Edit the rows below by putting "bike" in place of every "bicycle". Keep everything else the same.

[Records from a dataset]
· · ·

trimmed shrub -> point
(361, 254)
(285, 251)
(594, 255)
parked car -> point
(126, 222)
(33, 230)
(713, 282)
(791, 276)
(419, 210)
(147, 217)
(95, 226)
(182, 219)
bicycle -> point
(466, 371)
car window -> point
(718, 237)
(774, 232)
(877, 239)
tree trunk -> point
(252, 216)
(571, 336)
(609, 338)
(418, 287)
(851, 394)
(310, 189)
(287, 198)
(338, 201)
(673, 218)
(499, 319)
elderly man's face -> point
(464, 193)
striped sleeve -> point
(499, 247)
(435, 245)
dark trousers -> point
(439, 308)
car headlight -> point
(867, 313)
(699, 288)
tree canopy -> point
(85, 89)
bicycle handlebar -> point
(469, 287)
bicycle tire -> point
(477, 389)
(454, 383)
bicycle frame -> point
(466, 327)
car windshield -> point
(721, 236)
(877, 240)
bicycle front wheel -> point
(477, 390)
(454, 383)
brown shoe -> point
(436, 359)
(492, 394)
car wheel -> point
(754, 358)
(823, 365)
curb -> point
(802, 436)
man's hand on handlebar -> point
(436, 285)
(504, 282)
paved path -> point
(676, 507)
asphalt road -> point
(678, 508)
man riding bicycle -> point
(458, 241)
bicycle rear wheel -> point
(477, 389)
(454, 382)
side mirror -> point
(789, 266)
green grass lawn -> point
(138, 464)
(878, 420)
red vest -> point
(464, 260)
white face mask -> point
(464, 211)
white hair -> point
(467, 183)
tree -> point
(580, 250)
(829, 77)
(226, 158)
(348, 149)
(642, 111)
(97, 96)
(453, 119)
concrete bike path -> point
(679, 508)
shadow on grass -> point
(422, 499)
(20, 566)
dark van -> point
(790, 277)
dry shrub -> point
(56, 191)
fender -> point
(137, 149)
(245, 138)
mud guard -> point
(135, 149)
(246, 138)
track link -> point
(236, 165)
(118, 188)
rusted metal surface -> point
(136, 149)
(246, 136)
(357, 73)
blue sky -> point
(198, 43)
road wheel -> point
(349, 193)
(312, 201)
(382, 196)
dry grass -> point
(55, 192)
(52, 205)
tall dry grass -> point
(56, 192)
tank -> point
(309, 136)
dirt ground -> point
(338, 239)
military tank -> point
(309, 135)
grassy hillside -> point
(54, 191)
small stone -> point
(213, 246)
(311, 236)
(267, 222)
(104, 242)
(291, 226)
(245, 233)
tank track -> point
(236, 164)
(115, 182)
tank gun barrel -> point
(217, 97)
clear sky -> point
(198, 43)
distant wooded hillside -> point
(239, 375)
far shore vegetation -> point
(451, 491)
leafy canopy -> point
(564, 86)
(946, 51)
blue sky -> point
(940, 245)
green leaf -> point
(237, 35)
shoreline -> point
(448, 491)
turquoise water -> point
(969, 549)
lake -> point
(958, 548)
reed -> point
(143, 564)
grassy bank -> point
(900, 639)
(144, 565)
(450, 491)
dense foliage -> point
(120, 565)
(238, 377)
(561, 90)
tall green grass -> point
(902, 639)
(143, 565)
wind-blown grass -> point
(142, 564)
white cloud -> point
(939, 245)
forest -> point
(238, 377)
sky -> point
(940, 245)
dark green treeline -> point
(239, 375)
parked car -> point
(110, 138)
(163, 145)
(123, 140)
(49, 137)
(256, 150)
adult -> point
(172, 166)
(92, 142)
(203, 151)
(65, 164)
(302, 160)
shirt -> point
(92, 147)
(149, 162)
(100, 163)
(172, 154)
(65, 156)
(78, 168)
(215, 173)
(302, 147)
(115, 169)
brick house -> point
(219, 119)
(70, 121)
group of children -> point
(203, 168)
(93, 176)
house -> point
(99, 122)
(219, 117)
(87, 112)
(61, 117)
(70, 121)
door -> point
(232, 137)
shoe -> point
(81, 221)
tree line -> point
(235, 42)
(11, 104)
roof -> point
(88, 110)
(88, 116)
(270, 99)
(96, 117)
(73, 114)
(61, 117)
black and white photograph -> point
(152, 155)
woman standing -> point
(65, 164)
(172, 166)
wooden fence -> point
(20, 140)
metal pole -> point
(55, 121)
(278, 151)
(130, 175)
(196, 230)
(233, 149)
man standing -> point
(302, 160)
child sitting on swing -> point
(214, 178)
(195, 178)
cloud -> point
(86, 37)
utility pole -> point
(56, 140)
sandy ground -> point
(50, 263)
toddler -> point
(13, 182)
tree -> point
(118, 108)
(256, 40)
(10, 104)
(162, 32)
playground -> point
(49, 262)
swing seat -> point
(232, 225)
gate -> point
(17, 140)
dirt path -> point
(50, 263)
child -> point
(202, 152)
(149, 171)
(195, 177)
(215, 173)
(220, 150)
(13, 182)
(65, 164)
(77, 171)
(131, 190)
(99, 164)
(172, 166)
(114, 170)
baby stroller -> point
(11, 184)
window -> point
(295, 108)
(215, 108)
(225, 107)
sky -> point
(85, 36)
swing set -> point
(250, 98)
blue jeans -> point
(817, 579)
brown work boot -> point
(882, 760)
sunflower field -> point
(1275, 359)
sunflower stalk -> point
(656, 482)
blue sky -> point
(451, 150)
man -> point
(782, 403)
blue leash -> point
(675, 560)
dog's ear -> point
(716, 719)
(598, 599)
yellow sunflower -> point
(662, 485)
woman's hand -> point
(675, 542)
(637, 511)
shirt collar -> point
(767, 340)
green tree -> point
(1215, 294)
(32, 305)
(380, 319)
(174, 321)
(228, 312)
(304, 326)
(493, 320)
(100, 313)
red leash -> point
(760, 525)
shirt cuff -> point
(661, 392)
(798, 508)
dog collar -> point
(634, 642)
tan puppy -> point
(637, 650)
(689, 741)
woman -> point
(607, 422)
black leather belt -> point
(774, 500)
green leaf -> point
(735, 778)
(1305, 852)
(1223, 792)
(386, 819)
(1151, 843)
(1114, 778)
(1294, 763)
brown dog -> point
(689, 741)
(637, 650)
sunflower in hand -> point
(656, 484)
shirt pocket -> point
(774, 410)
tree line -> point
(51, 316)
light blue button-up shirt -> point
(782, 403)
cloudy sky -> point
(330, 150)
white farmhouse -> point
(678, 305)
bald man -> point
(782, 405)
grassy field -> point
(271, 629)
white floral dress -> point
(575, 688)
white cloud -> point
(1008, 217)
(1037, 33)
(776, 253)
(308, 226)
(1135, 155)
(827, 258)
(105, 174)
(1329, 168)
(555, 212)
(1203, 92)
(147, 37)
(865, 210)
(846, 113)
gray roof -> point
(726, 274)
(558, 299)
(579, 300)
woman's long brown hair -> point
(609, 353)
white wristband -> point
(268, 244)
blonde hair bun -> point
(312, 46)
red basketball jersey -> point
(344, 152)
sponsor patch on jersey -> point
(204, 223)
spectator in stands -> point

· · ·

▶ [WRITTEN ANSWER]
trimmed shrub -> point
(361, 254)
(285, 251)
(594, 255)
parked car -> point
(126, 222)
(33, 230)
(713, 282)
(791, 276)
(419, 210)
(147, 217)
(95, 226)
(182, 219)
bike -> point
(466, 371)
car window -> point
(718, 237)
(774, 232)
(877, 239)
tree trunk -> point
(252, 216)
(571, 336)
(609, 338)
(418, 287)
(851, 394)
(310, 189)
(287, 198)
(338, 201)
(673, 218)
(499, 319)
elderly man's face -> point
(464, 193)
striped sleeve -> point
(499, 247)
(435, 245)
dark trousers -> point
(439, 308)
car headlight -> point
(867, 313)
(699, 288)
tree canopy -> point
(85, 89)
bike handlebar -> point
(469, 287)
bike tire -> point
(477, 389)
(454, 383)
bike frame -> point
(466, 327)
car windshield -> point
(721, 236)
(877, 240)
bike front wheel -> point
(477, 390)
(454, 383)
brown shoe -> point
(436, 359)
(492, 394)
car wheel -> point
(754, 358)
(823, 365)
curb -> point
(802, 436)
man's hand on handlebar -> point
(436, 285)
(504, 282)
paved path -> point
(676, 507)
asphalt road -> point
(678, 508)
man riding bike -> point
(458, 241)
bike rear wheel -> point
(477, 389)
(454, 382)
side mirror -> point
(789, 266)
green grass lawn -> point
(138, 464)
(878, 420)
red vest -> point
(464, 260)
white face mask -> point
(464, 211)
white hair -> point
(467, 183)
tree -> point
(580, 250)
(829, 77)
(226, 158)
(348, 149)
(642, 111)
(97, 96)
(453, 119)
concrete bike path -> point
(679, 508)
shadow on grass -> point
(422, 499)
(20, 566)
dark van -> point
(790, 277)
dry shrub -> point
(56, 191)
fender -> point
(137, 149)
(245, 138)
mud guard -> point
(135, 149)
(246, 138)
track link -> point
(236, 165)
(118, 188)
rusted metal surface -> point
(136, 149)
(246, 136)
(357, 73)
blue sky -> point
(198, 43)
road wheel -> point
(349, 193)
(312, 201)
(382, 196)
dry grass -> point
(55, 192)
(52, 205)
tall dry grass -> point
(56, 192)
tank -> point
(309, 136)
dirt ground -> point
(338, 239)
military tank -> point
(309, 135)
grassy hillside -> point
(54, 191)
small stone -> point
(213, 246)
(311, 236)
(267, 222)
(104, 242)
(291, 226)
(245, 233)
tank track -> point
(236, 164)
(115, 182)
tank gun barrel -> point
(217, 97)
clear sky -> point
(198, 43)
distant wooded hillside -> point
(239, 375)
far shore vegetation -> point
(451, 491)
leafy canopy -> point
(564, 86)
(946, 51)
blue sky -> point
(940, 245)
green leaf -> point
(237, 35)
shoreline -> point
(448, 491)
turquoise water -> point
(969, 549)
lake -> point
(958, 548)
reed -> point
(143, 564)
grassy bank -> point
(900, 639)
(144, 565)
(450, 491)
dense foliage -> point
(120, 565)
(238, 377)
(561, 90)
tall green grass -> point
(902, 639)
(143, 565)
wind-blown grass -> point
(142, 564)
white cloud -> point
(939, 245)
forest -> point
(238, 377)
sky -> point
(940, 245)
dark green treeline -> point
(239, 375)
parked car -> point
(110, 138)
(163, 145)
(123, 140)
(49, 137)
(256, 150)
adult -> point
(172, 166)
(92, 142)
(203, 151)
(65, 164)
(302, 160)
shirt -> point
(92, 147)
(149, 162)
(100, 163)
(172, 154)
(65, 156)
(78, 168)
(215, 173)
(302, 147)
(115, 169)
brick house -> point
(219, 119)
(70, 121)
group of children -> point
(203, 168)
(93, 176)
house -> point
(99, 122)
(219, 117)
(87, 112)
(61, 117)
(70, 121)
door -> point
(232, 137)
shoe -> point
(81, 221)
tree line -> point
(235, 42)
(11, 104)
roof -> point
(88, 110)
(88, 116)
(270, 99)
(96, 117)
(73, 114)
(61, 117)
black and white photograph -> point
(152, 155)
woman standing -> point
(65, 164)
(172, 166)
wooden fence -> point
(20, 140)
metal pole -> point
(55, 121)
(278, 151)
(130, 175)
(196, 230)
(233, 149)
man standing -> point
(302, 160)
child sitting on swing -> point
(214, 178)
(195, 178)
cloud -> point
(86, 37)
utility pole -> point
(56, 140)
sandy ground -> point
(50, 263)
toddler -> point
(13, 182)
tree -> point
(118, 108)
(256, 40)
(10, 104)
(162, 32)
playground -> point
(49, 262)
swing seat -> point
(232, 225)
gate -> point
(17, 140)
dirt path -> point
(50, 263)
child -> point
(202, 152)
(149, 171)
(195, 177)
(215, 173)
(220, 150)
(13, 182)
(65, 164)
(77, 171)
(131, 190)
(99, 164)
(172, 166)
(114, 170)
baby stroller -> point
(11, 184)
window -> point
(295, 108)
(215, 108)
(225, 107)
sky -> point
(85, 36)
swing set -> point
(250, 98)
blue jeans -> point
(817, 579)
brown work boot -> point
(882, 760)
sunflower field -> point
(1275, 359)
sunflower stalk -> point
(656, 482)
blue sky -> point
(451, 150)
man -> point
(782, 403)
blue leash -> point
(675, 560)
dog's ear -> point
(716, 719)
(598, 599)
yellow sunflower -> point
(662, 485)
woman's hand -> point
(675, 542)
(637, 511)
shirt collar -> point
(767, 340)
green tree -> point
(1215, 294)
(32, 305)
(380, 319)
(174, 321)
(228, 312)
(304, 326)
(493, 320)
(100, 313)
red leash -> point
(760, 525)
shirt cuff -> point
(661, 392)
(798, 508)
dog collar -> point
(634, 642)
tan puppy -> point
(637, 650)
(689, 741)
woman -> point
(607, 422)
black leather belt -> point
(774, 500)
green leaf -> point
(735, 778)
(1305, 852)
(1223, 792)
(386, 819)
(1151, 843)
(1114, 778)
(1294, 763)
brown dog -> point
(689, 741)
(637, 650)
sunflower in hand -> point
(656, 484)
shirt pocket -> point
(774, 410)
tree line -> point
(51, 316)
light blue button-up shirt -> point
(782, 403)
cloudy sky -> point
(330, 150)
white farmhouse -> point
(678, 305)
bald man -> point
(782, 405)
grassy field -> point
(271, 629)
white floral dress -> point
(575, 688)
white cloud -> point
(1008, 217)
(1037, 33)
(776, 253)
(308, 226)
(1135, 155)
(827, 258)
(105, 174)
(1329, 168)
(555, 212)
(1203, 92)
(147, 37)
(865, 210)
(846, 113)
gray roof -> point
(726, 274)
(558, 299)
(579, 300)
woman's long brown hair -> point
(609, 353)
white wristband -> point
(268, 244)
blonde hair bun -> point
(312, 46)
red basketball jersey -> point
(344, 152)
sponsor patch on jersey -> point
(204, 223)
spectator in stands -> point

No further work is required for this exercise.